- [Problem to work on]: Reproduce every entry precisely as written.

- [Extracted information]:

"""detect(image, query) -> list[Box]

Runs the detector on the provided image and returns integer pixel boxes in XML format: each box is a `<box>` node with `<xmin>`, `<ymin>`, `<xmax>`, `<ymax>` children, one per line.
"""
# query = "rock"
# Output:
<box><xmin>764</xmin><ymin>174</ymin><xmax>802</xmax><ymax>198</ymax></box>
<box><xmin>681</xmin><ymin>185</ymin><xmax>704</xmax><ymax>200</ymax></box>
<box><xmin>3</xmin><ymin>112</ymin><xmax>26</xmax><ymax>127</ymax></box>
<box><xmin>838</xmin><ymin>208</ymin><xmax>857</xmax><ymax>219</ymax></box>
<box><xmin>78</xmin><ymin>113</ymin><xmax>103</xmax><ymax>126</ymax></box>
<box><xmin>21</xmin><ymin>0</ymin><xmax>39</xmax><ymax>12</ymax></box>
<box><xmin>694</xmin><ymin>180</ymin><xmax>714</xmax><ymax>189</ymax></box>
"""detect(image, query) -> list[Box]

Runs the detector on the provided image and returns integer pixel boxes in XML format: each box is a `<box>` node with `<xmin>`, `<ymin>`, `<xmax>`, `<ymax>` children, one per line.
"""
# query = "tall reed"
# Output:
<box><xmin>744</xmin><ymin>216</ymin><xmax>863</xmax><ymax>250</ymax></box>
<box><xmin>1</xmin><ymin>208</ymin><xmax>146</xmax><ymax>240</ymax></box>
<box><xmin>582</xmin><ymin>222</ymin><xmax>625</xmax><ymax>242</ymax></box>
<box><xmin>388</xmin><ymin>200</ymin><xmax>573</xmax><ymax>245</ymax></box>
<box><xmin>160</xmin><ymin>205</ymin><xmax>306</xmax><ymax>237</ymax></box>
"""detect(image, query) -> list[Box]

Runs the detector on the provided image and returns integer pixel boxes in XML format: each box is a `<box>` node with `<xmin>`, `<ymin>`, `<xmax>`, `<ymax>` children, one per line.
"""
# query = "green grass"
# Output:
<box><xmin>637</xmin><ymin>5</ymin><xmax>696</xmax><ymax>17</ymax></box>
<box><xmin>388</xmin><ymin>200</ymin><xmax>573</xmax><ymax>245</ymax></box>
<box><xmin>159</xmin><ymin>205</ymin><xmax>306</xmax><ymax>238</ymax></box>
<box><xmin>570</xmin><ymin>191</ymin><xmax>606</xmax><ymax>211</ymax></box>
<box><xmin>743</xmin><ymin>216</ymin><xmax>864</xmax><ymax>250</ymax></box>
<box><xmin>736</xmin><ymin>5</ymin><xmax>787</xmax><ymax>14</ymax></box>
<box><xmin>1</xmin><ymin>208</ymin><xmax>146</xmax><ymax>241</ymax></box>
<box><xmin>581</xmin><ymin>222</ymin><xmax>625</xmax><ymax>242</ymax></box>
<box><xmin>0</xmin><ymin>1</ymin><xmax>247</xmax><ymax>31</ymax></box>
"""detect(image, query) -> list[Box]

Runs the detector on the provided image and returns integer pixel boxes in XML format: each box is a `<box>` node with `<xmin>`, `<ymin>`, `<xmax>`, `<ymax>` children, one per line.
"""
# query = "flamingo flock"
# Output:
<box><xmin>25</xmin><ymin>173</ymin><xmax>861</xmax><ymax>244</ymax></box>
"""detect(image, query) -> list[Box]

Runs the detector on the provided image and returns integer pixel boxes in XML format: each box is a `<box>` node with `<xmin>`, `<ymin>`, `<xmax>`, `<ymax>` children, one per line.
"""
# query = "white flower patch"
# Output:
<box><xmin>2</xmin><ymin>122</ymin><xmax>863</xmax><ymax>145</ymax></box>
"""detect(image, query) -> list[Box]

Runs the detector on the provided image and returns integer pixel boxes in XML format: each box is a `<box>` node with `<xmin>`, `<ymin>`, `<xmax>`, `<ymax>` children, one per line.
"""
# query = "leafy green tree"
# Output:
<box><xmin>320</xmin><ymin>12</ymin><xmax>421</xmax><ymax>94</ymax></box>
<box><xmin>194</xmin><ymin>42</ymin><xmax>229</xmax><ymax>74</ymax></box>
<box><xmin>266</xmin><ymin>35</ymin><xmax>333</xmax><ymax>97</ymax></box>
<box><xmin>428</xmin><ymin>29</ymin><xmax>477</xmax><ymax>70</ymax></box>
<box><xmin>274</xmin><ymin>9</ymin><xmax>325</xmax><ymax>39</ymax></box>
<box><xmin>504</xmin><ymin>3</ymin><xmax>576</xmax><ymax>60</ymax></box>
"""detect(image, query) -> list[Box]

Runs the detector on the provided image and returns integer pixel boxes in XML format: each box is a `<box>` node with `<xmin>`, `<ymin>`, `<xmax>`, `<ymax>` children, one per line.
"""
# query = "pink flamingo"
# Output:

- [Answer]:
"""detect(image, query) -> list[Box]

Runs the detector on the provided image and returns integer pixel boxes in XML format: each box is a `<box>` node with `<xmin>`, `<ymin>`, `<xmax>`, `<ymax>` children, one per line.
"""
# query = "rock"
# Output:
<box><xmin>764</xmin><ymin>174</ymin><xmax>802</xmax><ymax>198</ymax></box>
<box><xmin>681</xmin><ymin>185</ymin><xmax>704</xmax><ymax>200</ymax></box>
<box><xmin>3</xmin><ymin>112</ymin><xmax>26</xmax><ymax>127</ymax></box>
<box><xmin>838</xmin><ymin>208</ymin><xmax>857</xmax><ymax>219</ymax></box>
<box><xmin>78</xmin><ymin>113</ymin><xmax>103</xmax><ymax>126</ymax></box>
<box><xmin>21</xmin><ymin>0</ymin><xmax>39</xmax><ymax>12</ymax></box>
<box><xmin>694</xmin><ymin>180</ymin><xmax>714</xmax><ymax>189</ymax></box>
"""detect(image, query) -> list[Box]

Runs the detector on the provided image and returns integer pixel boxes in XML format: each box is a `<box>` node with `<xmin>`, `<ymin>`, `<xmax>`, `<ymax>` children, one per line.
"""
# query = "tall reed"
# Output:
<box><xmin>744</xmin><ymin>216</ymin><xmax>863</xmax><ymax>250</ymax></box>
<box><xmin>1</xmin><ymin>208</ymin><xmax>146</xmax><ymax>240</ymax></box>
<box><xmin>582</xmin><ymin>222</ymin><xmax>625</xmax><ymax>242</ymax></box>
<box><xmin>388</xmin><ymin>200</ymin><xmax>573</xmax><ymax>245</ymax></box>
<box><xmin>160</xmin><ymin>205</ymin><xmax>306</xmax><ymax>237</ymax></box>
"""detect(image, query) -> list[Box]

Runs the detector on the provided image and returns integer pixel boxes in XML format: each box is a `<box>` node with `<xmin>`, `<ymin>`, `<xmax>`, `<ymax>` children, one per line.
"""
# query = "green grass"
# Output:
<box><xmin>637</xmin><ymin>5</ymin><xmax>696</xmax><ymax>17</ymax></box>
<box><xmin>388</xmin><ymin>200</ymin><xmax>573</xmax><ymax>245</ymax></box>
<box><xmin>159</xmin><ymin>205</ymin><xmax>306</xmax><ymax>238</ymax></box>
<box><xmin>570</xmin><ymin>191</ymin><xmax>606</xmax><ymax>211</ymax></box>
<box><xmin>743</xmin><ymin>216</ymin><xmax>864</xmax><ymax>250</ymax></box>
<box><xmin>736</xmin><ymin>5</ymin><xmax>787</xmax><ymax>14</ymax></box>
<box><xmin>1</xmin><ymin>208</ymin><xmax>146</xmax><ymax>241</ymax></box>
<box><xmin>581</xmin><ymin>222</ymin><xmax>625</xmax><ymax>242</ymax></box>
<box><xmin>0</xmin><ymin>1</ymin><xmax>247</xmax><ymax>31</ymax></box>
"""detect(image, query) -> list[Box]

Runs the detector on the provided image and returns integer pixel boxes in XML format: each box is a `<box>` node with `<xmin>`, `<ymin>`, `<xmax>`, `<ymax>` children, one per line.
"""
# query = "flamingo flock"
# Output:
<box><xmin>25</xmin><ymin>173</ymin><xmax>861</xmax><ymax>244</ymax></box>
"""detect(image, query) -> list[Box]

Runs the detector on the provided image and returns integer pixel boxes in XML format: each box is a `<box>` node with `<xmin>`, `<ymin>`, `<xmax>`, `<ymax>` children, one per line.
"""
# query = "white flower patch"
# Output:
<box><xmin>2</xmin><ymin>122</ymin><xmax>863</xmax><ymax>145</ymax></box>
"""detect(image, query) -> list[Box]

Runs the detector on the provided image and returns integer pixel boxes in XML format: each box is a `<box>` node with `<xmin>`, `<ymin>`, `<xmax>`, `<ymax>` children, one per line.
"""
# query = "leafy green tree"
# Output:
<box><xmin>320</xmin><ymin>12</ymin><xmax>421</xmax><ymax>94</ymax></box>
<box><xmin>194</xmin><ymin>42</ymin><xmax>229</xmax><ymax>74</ymax></box>
<box><xmin>266</xmin><ymin>35</ymin><xmax>333</xmax><ymax>97</ymax></box>
<box><xmin>428</xmin><ymin>29</ymin><xmax>477</xmax><ymax>70</ymax></box>
<box><xmin>274</xmin><ymin>9</ymin><xmax>325</xmax><ymax>39</ymax></box>
<box><xmin>504</xmin><ymin>3</ymin><xmax>576</xmax><ymax>60</ymax></box>
"""detect(image, query) -> list[Box]

Runs the detector on the provided image and returns integer pixel boxes in XML format: each box is a `<box>` node with `<xmin>`, `<ymin>`, `<xmax>`, `<ymax>` children, one per line.
"""
# query = "pink flamingo"
# Output:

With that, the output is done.